[Collected data entries]
::::::::::
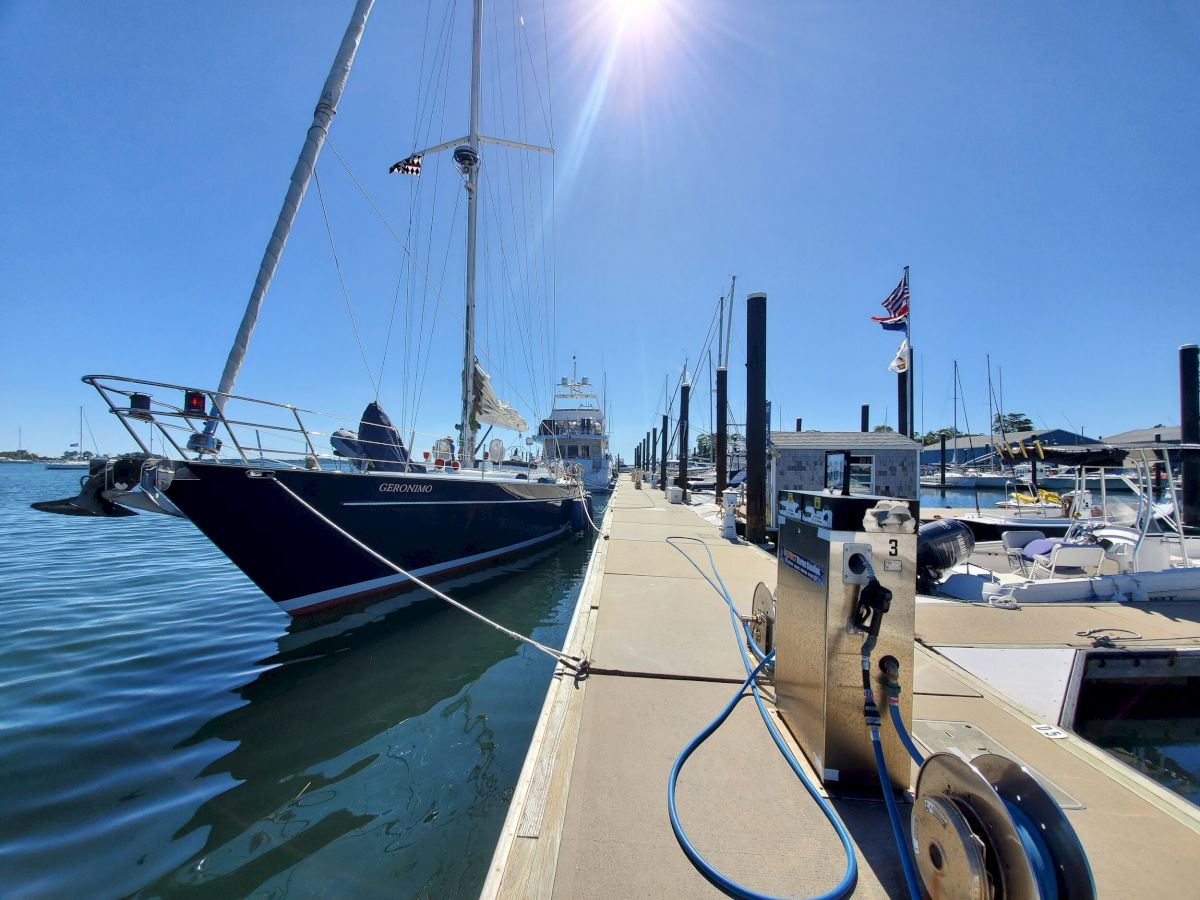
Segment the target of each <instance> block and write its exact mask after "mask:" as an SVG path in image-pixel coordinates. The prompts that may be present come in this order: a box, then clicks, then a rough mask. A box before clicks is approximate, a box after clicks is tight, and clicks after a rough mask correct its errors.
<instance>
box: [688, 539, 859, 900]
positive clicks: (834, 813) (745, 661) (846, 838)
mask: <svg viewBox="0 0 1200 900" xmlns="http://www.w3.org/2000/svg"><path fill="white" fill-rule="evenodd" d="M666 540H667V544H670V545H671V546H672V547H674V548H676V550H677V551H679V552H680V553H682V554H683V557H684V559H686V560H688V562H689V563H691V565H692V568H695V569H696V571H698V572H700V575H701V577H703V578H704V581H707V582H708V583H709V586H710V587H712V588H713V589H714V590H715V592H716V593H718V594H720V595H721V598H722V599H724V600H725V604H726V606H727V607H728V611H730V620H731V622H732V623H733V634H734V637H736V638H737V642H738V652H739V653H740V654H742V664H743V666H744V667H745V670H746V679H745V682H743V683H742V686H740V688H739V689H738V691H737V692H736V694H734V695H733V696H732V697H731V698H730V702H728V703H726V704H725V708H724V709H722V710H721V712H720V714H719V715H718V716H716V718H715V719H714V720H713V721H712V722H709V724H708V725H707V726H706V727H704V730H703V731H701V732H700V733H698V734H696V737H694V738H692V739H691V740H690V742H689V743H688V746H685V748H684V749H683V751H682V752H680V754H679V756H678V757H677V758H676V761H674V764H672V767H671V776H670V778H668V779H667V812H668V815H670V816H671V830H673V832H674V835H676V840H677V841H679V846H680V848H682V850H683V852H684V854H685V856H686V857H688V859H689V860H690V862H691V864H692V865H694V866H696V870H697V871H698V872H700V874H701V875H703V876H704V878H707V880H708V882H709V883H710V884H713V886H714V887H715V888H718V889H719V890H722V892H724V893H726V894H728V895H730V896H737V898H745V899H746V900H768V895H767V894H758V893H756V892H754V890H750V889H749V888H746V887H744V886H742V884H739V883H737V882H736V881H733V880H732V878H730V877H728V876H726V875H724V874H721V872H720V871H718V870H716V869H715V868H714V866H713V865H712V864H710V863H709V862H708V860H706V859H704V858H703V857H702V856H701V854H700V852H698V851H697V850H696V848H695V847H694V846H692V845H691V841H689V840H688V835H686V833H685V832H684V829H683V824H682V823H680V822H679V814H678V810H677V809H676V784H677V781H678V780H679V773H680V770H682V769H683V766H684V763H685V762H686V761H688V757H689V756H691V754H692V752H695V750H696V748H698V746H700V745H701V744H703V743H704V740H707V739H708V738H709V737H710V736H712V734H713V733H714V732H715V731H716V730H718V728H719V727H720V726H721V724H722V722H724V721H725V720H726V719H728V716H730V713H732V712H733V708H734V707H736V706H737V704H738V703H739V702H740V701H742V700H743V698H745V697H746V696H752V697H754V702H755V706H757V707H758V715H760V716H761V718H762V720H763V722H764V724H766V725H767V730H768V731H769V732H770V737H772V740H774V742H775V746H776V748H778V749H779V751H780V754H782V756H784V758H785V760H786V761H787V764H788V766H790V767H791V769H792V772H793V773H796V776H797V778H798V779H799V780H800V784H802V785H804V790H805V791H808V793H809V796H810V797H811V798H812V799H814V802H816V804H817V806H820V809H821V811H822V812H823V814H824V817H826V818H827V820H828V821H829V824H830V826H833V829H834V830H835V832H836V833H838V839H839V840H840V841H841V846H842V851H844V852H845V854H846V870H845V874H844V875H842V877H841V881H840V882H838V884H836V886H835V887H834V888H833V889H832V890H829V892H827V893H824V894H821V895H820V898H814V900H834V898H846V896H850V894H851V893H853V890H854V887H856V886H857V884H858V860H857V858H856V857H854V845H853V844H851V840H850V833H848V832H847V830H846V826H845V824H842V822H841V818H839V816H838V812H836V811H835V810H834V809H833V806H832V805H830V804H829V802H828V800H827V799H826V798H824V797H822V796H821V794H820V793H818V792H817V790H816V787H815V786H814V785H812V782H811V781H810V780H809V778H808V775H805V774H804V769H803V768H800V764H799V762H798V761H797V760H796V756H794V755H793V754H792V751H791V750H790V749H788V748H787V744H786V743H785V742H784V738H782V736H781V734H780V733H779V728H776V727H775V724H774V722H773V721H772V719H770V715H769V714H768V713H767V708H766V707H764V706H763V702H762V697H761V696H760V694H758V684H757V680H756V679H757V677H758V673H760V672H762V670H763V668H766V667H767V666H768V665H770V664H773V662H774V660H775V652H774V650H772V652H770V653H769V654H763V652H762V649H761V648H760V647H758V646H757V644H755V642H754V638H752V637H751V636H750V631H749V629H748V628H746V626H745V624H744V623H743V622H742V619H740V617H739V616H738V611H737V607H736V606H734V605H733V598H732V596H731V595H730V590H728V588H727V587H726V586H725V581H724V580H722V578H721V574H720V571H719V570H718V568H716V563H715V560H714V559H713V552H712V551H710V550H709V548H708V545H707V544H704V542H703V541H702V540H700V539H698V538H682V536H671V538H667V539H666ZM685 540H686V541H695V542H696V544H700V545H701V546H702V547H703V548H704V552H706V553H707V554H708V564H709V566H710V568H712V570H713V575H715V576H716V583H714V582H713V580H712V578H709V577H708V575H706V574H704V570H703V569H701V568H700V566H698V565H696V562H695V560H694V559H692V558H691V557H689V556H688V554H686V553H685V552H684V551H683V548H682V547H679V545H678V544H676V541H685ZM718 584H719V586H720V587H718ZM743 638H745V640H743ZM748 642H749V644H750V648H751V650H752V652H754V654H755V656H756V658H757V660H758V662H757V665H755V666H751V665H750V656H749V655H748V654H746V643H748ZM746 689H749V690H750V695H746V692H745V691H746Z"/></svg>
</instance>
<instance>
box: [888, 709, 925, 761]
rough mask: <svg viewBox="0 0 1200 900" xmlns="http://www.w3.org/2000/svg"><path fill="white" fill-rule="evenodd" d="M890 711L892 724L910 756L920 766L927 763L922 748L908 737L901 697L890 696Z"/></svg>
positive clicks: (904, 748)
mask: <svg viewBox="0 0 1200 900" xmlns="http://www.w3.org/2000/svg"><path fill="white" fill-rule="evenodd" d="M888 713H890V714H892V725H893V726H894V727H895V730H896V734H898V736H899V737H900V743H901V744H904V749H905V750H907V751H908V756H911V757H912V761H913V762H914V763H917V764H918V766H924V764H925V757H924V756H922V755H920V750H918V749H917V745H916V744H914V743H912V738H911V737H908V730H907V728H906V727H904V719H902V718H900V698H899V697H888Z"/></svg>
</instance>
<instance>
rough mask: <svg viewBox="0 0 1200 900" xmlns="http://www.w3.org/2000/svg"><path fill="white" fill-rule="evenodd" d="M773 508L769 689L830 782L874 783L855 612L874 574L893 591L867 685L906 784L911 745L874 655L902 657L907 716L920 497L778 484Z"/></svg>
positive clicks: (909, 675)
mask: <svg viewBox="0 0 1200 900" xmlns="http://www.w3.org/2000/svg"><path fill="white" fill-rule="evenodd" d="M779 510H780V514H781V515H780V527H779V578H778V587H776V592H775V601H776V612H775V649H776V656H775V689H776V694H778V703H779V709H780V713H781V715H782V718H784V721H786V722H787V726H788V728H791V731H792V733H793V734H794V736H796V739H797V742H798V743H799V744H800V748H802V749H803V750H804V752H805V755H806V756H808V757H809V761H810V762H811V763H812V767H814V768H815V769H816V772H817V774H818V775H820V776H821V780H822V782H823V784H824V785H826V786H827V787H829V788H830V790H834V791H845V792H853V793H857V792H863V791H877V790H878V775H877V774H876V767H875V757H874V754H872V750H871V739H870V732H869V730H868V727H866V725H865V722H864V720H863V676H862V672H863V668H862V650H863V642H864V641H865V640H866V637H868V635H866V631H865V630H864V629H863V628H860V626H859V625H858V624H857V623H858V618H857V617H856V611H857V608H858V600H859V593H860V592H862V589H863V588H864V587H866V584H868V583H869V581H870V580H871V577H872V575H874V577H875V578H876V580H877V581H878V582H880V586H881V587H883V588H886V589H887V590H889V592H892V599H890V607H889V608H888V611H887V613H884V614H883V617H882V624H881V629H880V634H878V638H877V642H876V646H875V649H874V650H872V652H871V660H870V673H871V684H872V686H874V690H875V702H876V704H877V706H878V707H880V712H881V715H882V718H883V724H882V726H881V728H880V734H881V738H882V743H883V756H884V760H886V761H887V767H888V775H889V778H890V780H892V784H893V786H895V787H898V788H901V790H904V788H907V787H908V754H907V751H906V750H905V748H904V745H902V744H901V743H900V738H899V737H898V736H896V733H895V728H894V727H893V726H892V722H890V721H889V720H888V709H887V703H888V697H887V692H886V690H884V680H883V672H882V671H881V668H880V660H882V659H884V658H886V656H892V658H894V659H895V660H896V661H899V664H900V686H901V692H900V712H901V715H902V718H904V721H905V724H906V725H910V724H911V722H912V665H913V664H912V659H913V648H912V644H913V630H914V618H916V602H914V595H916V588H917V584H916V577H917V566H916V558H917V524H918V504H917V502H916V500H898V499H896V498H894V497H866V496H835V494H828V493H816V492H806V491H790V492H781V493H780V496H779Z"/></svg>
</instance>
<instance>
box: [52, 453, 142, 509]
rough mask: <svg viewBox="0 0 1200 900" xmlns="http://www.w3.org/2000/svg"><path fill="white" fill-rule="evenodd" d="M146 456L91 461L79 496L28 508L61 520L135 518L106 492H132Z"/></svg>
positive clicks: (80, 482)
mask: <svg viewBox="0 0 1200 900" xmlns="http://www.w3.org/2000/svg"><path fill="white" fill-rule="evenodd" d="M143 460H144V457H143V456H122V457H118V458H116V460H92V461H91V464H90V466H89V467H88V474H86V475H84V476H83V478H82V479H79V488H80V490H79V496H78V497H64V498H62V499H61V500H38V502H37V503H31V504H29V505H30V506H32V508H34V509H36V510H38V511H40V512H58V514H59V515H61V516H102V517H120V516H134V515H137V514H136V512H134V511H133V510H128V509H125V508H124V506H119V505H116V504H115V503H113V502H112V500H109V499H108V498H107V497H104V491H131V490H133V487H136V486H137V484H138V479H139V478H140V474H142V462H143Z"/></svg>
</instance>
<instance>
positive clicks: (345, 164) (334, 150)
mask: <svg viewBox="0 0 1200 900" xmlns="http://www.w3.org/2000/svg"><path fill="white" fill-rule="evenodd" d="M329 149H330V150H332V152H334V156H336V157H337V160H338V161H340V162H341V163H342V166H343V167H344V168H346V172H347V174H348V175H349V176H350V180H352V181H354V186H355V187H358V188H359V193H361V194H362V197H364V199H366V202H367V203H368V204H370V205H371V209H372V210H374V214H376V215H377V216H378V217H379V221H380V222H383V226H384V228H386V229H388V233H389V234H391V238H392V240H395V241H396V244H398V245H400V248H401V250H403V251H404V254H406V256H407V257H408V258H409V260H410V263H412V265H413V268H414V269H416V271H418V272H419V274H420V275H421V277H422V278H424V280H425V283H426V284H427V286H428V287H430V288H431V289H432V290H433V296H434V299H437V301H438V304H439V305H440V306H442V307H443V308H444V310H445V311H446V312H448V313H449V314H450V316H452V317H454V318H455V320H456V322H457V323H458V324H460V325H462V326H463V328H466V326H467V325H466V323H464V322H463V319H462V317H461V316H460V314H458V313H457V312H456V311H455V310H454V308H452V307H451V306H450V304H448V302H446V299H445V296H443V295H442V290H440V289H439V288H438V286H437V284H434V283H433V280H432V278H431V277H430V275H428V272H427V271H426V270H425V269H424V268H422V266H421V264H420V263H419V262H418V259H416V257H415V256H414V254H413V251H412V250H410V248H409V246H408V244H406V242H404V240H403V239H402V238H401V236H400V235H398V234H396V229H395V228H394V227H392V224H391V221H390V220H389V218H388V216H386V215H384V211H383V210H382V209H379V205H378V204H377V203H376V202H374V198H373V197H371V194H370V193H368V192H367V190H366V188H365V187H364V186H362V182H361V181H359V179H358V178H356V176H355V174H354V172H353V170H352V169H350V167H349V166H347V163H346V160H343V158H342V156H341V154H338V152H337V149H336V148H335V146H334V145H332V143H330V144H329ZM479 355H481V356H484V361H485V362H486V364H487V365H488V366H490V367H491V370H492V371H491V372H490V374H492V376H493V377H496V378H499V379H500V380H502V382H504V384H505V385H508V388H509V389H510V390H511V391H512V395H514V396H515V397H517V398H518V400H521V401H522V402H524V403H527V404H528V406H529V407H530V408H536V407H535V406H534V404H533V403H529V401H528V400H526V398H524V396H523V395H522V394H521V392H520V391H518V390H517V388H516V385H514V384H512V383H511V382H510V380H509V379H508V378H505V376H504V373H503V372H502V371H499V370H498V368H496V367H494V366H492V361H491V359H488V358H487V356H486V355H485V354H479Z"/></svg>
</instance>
::::::::::
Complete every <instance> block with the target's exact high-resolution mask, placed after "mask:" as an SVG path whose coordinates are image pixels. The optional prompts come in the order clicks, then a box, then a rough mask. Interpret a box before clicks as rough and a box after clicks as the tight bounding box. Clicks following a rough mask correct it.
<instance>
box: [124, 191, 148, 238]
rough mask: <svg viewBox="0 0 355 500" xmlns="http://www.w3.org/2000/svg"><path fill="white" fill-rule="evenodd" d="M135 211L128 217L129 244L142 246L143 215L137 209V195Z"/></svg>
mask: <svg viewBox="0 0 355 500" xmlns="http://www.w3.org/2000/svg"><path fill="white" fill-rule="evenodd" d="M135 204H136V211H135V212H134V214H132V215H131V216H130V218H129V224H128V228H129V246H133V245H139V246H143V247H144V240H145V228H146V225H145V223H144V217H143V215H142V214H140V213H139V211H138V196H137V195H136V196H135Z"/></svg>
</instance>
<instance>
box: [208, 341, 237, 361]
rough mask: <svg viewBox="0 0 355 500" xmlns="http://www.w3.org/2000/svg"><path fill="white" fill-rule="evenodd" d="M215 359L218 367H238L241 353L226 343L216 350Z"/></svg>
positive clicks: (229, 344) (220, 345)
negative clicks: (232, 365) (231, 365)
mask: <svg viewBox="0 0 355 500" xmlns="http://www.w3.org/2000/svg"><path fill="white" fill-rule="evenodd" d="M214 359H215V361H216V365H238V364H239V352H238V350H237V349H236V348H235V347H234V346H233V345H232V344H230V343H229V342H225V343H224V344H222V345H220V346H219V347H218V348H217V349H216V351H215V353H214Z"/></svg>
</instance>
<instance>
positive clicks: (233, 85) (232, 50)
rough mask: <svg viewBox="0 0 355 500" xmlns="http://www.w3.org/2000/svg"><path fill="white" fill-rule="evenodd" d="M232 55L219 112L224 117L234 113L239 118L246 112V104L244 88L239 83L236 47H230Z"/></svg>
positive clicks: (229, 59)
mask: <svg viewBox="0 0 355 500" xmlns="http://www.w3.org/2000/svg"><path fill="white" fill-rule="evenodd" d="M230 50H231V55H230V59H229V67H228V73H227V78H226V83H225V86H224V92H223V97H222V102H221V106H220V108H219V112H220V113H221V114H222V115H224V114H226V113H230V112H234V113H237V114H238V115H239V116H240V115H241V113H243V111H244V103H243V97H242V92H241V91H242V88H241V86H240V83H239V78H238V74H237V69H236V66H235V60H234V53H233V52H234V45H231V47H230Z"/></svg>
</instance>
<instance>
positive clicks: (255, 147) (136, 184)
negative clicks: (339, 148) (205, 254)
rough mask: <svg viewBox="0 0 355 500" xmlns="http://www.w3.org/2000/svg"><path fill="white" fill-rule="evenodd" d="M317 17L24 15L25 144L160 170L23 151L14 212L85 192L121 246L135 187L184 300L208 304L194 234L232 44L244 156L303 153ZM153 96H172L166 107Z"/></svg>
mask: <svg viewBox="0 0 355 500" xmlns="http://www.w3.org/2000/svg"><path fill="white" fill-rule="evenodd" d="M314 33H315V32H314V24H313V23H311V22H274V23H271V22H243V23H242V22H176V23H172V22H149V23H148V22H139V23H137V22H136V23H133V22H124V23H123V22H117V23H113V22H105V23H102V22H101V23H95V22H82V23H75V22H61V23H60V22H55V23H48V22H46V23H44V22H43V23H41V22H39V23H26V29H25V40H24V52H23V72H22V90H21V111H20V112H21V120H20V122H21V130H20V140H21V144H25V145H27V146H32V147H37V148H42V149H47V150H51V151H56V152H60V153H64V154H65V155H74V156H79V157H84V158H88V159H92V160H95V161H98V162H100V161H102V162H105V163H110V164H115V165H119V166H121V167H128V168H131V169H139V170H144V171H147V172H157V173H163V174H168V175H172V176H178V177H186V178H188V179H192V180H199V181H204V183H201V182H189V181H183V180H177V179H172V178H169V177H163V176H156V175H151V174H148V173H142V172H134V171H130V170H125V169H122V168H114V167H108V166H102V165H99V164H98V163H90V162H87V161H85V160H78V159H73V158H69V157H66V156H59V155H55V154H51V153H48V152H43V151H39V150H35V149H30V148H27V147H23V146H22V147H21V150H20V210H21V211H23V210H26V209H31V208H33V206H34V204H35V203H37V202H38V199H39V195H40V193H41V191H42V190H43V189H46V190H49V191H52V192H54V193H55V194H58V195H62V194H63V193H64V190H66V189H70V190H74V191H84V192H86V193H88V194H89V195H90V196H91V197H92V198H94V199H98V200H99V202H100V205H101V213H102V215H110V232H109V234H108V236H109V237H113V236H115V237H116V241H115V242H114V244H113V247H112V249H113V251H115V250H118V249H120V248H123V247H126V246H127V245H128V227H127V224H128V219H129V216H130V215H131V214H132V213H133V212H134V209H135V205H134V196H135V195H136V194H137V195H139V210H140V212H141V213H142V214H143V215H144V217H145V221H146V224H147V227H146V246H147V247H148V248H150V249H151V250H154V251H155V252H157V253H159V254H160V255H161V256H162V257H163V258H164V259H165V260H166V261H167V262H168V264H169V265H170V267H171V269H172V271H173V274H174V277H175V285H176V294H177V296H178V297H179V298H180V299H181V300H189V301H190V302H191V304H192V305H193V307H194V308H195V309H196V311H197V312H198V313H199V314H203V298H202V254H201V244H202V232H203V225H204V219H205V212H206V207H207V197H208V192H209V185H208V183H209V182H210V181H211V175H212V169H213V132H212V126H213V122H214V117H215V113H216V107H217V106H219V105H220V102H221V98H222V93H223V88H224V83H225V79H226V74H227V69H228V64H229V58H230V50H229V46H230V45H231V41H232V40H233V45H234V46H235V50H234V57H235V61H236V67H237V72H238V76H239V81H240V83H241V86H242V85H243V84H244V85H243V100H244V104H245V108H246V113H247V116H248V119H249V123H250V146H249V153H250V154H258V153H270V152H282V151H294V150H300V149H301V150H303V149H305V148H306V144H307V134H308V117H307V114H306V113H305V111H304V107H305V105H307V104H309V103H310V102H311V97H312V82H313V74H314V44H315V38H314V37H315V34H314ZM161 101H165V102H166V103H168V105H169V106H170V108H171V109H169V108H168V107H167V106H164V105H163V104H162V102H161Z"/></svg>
::::::::::
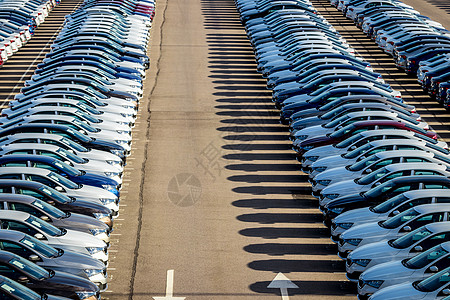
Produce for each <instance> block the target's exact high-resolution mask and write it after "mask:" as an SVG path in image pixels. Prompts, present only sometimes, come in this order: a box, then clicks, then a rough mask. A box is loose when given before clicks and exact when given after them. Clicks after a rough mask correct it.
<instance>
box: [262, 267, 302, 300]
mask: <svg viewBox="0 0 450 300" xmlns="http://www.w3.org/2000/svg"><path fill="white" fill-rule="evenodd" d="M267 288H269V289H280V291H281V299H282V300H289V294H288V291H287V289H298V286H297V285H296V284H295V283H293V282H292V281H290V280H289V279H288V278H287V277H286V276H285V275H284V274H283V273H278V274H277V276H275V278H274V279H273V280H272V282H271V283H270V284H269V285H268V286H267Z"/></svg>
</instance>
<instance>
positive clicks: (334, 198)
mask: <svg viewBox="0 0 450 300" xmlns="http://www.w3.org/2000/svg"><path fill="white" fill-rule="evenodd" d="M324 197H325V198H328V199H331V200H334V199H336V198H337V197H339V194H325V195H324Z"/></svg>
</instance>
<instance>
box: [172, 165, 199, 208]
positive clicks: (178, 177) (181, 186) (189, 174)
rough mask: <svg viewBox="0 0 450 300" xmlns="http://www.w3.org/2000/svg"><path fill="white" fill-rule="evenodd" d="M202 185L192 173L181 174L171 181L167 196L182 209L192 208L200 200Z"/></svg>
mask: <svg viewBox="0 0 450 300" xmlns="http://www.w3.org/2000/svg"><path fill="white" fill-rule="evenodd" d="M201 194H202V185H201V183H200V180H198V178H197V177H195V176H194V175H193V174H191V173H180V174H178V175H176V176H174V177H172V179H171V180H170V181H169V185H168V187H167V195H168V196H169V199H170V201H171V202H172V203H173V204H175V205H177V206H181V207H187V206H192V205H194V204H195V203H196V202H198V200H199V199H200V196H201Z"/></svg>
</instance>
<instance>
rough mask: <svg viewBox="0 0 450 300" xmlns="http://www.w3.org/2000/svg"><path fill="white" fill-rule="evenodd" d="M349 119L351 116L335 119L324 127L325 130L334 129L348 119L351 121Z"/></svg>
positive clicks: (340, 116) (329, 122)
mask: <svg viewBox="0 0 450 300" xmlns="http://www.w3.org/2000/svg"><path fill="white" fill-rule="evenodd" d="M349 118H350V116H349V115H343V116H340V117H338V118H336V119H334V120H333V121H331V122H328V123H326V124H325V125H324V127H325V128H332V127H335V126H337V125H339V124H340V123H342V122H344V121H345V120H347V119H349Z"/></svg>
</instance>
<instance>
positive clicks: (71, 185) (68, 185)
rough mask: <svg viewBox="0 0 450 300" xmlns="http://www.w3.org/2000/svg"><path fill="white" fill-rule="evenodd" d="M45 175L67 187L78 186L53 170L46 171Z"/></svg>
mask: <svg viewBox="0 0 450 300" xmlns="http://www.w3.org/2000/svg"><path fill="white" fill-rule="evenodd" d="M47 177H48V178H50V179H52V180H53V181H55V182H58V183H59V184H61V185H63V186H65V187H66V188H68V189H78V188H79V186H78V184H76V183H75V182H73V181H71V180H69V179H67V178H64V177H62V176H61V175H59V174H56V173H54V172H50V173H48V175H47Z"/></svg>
::::::::::
§ **Assignment**
Your reply should hold every line from the data that contains "then", copied in full.

§ **Response**
Segment the target of each <instance> block and write its exact mask after "mask:" as an SVG path in image-pixel coordinates. The prompts that may be present come in this order: a box, then clicks, then a rough mask. A box before clicks is approximate, a box after clicks is tight, and clicks after a rough mask correct its errors.
Complete every <instance> block with the target's exact high-resolution mask, placed after "mask:" as an SVG path whose coordinates are image pixels. The optional prompts come in the order clicks, then a box, then a rough mask. Interpret a box before clicks as rough and a box after clicks as the tight bounding box. Clicks following a rough mask correct it.
Produce for each <instance> block the target's exact high-resolution mask and write it after "mask:" as an SVG path in image pixels. Prompts, present only sometimes, come in this order: a box, then clicks, then a rough mask. A box is loose when given before clicks and exact when given after them. Clicks after a rough mask correct it.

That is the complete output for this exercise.